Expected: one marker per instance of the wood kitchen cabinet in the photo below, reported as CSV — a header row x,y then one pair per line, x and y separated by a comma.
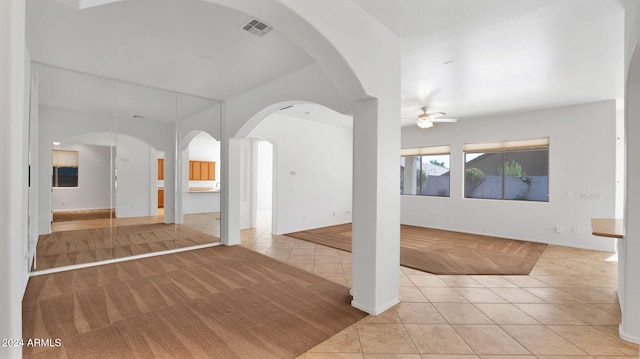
x,y
160,197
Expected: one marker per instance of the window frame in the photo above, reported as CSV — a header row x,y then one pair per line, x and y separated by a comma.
x,y
60,161
505,147
414,152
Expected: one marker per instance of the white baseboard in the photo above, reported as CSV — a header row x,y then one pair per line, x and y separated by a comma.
x,y
625,336
378,310
121,259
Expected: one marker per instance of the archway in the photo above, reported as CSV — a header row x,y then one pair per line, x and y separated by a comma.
x,y
353,68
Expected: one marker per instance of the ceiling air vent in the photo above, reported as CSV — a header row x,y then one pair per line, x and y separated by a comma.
x,y
257,27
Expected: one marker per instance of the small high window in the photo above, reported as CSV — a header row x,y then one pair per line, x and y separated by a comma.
x,y
65,169
425,171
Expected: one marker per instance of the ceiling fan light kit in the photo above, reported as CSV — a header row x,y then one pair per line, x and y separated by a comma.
x,y
426,120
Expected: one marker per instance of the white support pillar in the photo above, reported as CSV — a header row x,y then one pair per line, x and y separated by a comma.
x,y
230,191
13,269
630,248
376,204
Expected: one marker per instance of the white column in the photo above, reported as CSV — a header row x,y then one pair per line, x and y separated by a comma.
x,y
13,269
630,249
376,206
230,191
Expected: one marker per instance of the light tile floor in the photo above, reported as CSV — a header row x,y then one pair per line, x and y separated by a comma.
x,y
566,308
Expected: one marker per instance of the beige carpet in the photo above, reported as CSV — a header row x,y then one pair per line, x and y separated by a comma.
x,y
444,252
220,302
83,214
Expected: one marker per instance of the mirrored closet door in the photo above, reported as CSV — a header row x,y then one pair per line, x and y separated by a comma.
x,y
124,170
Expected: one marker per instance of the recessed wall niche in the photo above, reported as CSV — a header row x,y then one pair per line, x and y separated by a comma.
x,y
133,194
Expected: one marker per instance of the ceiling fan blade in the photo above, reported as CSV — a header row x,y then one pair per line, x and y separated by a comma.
x,y
445,120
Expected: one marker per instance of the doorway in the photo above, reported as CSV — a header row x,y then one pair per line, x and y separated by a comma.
x,y
264,213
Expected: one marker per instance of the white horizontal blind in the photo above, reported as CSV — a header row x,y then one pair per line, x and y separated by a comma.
x,y
507,145
423,151
63,158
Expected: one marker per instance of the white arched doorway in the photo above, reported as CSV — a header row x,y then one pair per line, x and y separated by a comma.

○ ○ ○ ○ ○ ○ ○

[GIVEN INSTRUCTION]
Rewrite the material from the line with "Expected: one marker per instance of the white horizontal" through its last line, keeping every line, requests included, and raise each coordinate in the answers by 31. Include only those lines.

[WORKED SOLUTION]
Expected: one marker per instance of the white horizontal blind in the photo above, reported as CSV — a header row x,y then one pair per line, x and y separated by a comma.
x,y
538,176
454,182
94,189
Expected: one marker per instance of the white arched doorway in the photo above, reported as CSV — a header row x,y then one pair per line, x and y separated by a comma.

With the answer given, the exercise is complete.